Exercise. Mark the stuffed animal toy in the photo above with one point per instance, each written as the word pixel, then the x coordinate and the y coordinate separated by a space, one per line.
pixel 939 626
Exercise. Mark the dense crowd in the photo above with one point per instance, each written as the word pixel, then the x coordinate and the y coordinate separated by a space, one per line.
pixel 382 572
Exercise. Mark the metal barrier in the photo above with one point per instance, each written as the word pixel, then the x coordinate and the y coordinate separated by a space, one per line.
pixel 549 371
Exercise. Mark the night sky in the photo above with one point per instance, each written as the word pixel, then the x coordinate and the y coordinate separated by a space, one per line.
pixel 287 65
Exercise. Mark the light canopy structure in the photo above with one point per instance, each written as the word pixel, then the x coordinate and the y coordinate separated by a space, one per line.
══════
TASK BRIEF
Set the whole listing down again, unchanged.

TASK OUTPUT
Exercise. Mark the stuffed animal toy in the photo above with one point per instance, each written as the word pixel, then the x coordinate and the y coordinate separated by a space, one per line.
pixel 939 626
Exercise. Mark the dense crowd in the photo above with one point per instance, each written as the word pixel, then the x coordinate and the y coordinate separated by a space, one per line.
pixel 382 572
Exercise. Mark the metal barrier in the photo above with one point per instance, each written as the word pixel, then the x coordinate and the y coordinate separated by a space, one per line.
pixel 549 371
Exercise. Mark the night sky in the photo above with one point per instance, each written as the word pixel, then the x coordinate and the y coordinate separated by a space, one per line.
pixel 287 65
Exercise. Mark the light canopy structure in the photo above with one point per instance, each written as the word pixel, then the x coordinate and the y coordinate separated by a space, one per line.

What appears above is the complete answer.